▶ EXTRAIT:
----

M. Gabriel Attal, ministre délégué. Notre taux de prélèvements obligatoires est supérieur de 10 points à celui de certains pays dirigés par la gauche, que ce soit par des socialistes ou des écologistes, notamment l’Espagne ou le Portugal. Ces pays accueillent certains investissements industriels en arguant précisément qu’ils offrent un taux de prélèvements obligatoires inférieur au nôtre de 10 points. (M. Fabien Gay proteste.)

Il est exact que, en 2018, nous avons décidé d’effectuer un certain nombre de réformes, non pas pour supprimer les prélèvements obligatoires dans notre pays – ces derniers financent notre modèle, et nous en sommes fiers –, mais pour essayer de revenir peu ou prou dans la moyenne des pays européens.

----

▶ JEU DE DONNÉES:
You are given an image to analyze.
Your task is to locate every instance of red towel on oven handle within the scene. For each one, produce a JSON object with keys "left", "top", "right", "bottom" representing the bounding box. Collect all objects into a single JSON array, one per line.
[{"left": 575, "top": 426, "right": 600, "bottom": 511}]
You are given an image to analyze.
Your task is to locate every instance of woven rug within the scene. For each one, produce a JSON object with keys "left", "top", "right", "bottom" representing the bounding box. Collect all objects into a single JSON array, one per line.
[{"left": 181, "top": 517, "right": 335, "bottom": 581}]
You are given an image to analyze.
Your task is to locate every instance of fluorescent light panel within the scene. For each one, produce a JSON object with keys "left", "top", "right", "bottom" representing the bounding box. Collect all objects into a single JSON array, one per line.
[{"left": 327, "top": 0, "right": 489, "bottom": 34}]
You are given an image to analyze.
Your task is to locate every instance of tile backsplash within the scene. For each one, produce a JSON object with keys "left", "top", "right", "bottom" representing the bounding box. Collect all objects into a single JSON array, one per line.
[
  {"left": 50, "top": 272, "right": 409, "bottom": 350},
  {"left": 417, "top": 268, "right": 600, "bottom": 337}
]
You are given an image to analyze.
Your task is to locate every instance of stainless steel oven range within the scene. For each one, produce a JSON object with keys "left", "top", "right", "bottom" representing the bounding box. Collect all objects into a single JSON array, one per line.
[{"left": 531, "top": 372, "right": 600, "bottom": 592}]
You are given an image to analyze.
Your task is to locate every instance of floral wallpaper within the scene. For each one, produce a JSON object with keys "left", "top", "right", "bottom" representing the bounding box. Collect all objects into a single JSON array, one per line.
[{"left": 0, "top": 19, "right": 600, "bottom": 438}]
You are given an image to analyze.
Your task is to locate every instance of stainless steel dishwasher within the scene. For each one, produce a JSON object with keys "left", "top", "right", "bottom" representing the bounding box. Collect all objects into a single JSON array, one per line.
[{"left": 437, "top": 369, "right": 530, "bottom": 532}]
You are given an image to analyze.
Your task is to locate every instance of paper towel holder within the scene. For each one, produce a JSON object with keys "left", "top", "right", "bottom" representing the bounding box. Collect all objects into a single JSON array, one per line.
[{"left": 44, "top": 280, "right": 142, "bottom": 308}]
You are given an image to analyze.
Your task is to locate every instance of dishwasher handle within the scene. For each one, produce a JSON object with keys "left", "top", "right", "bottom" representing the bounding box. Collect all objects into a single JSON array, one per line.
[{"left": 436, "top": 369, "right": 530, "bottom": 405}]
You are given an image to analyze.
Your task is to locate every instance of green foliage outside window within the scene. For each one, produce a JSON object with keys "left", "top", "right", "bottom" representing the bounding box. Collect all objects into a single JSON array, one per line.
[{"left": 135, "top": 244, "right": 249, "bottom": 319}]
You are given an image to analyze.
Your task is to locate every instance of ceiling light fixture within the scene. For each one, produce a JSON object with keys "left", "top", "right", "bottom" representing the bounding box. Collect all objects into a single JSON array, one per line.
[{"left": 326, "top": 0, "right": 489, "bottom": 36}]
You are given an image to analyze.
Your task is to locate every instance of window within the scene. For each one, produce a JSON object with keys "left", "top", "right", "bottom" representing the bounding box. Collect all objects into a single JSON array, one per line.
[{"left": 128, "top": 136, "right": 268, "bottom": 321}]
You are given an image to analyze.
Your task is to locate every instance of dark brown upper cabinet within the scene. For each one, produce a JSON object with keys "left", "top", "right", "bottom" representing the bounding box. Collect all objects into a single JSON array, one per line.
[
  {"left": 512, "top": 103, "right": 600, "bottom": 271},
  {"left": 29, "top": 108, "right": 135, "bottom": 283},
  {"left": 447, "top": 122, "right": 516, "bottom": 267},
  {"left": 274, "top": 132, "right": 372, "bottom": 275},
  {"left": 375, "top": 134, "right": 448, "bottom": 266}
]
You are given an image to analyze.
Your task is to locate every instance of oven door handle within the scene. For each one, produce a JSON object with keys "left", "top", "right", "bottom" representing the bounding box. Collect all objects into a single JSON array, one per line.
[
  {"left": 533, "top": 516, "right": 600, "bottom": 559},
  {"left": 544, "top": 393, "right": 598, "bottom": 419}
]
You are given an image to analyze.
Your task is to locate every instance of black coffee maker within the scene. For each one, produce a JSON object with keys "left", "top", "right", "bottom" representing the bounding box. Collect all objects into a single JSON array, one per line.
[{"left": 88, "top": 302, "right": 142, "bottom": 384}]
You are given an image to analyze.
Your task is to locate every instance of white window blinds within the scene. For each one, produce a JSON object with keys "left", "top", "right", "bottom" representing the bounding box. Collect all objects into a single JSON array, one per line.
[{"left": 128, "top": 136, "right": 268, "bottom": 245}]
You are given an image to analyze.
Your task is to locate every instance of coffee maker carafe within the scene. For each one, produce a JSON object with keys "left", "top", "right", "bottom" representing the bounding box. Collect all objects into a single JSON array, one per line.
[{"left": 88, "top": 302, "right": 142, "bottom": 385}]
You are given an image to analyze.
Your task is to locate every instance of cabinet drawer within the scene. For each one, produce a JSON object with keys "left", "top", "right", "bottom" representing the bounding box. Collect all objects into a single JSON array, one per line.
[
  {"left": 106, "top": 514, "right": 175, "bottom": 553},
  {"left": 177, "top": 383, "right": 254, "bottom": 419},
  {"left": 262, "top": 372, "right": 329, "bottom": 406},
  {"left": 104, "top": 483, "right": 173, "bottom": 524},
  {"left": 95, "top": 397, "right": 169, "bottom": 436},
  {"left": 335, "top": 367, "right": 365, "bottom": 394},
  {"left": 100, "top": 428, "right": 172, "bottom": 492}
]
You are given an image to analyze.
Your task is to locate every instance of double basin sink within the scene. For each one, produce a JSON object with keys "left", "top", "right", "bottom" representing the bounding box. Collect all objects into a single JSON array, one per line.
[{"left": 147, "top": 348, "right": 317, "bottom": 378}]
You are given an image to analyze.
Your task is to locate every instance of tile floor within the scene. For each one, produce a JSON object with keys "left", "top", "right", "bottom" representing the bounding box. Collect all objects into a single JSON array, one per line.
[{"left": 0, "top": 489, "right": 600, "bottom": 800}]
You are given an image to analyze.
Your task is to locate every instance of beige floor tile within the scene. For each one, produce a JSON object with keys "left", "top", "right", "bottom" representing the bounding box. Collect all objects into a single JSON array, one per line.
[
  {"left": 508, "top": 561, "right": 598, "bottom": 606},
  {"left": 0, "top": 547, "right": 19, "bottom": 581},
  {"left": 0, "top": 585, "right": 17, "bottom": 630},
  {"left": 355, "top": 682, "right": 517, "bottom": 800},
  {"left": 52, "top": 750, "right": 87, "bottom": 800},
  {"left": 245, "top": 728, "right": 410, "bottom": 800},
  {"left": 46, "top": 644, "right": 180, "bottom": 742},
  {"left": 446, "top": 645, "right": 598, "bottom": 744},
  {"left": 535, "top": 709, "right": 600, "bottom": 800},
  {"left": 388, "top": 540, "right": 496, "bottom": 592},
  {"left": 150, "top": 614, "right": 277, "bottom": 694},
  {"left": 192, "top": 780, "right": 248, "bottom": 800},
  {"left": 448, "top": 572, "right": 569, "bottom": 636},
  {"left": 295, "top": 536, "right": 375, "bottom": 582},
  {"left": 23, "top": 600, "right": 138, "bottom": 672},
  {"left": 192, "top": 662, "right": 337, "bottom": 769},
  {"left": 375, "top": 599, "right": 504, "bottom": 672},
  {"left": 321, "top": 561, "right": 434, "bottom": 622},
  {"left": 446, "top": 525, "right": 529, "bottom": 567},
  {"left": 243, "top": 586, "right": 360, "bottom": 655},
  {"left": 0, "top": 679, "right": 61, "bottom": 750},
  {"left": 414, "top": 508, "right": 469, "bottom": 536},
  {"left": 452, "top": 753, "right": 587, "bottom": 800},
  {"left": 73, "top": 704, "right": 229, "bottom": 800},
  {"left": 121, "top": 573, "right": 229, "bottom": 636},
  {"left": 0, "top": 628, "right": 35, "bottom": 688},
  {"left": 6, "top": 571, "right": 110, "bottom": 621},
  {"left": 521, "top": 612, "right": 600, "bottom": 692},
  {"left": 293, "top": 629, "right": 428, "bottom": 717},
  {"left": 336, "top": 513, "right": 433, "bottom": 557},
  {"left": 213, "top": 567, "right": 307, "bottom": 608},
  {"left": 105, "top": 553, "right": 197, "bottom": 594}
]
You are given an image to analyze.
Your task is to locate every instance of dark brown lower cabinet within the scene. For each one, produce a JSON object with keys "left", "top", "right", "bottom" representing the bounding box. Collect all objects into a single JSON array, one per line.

----

▶ ÉNONCÉ: Reprenez à l'identique le passage de l'extrait sur les prélèvements obligatoires qui s'ouvre sur les mots contenant « M. Gabriel Attal, ministre » et se clôt sur « des pays européens. ».

▶ CORRIGÉ:
M. Gabriel Attal, ministre délégué. Notre taux de prélèvements obligatoires est supérieur de 10 points à celui de certains pays dirigés par la gauche, que ce soit par des socialistes ou des écologistes, notamment l’Espagne ou le Portugal. Ces pays accueillent certains investissements industriels en arguant précisément qu’ils offrent un taux de prélèvements obligatoires inférieur au nôtre de 10 points. (M. Fabien Gay proteste.)

Il est exact que, en 2018, nous avons décidé d’effectuer un certain nombre de réformes, non pas pour supprimer les prélèvements obligatoires dans notre pays – ces derniers financent notre modèle, et nous en sommes fiers –, mais pour essayer de revenir peu ou prou dans la moyenne des pays européens.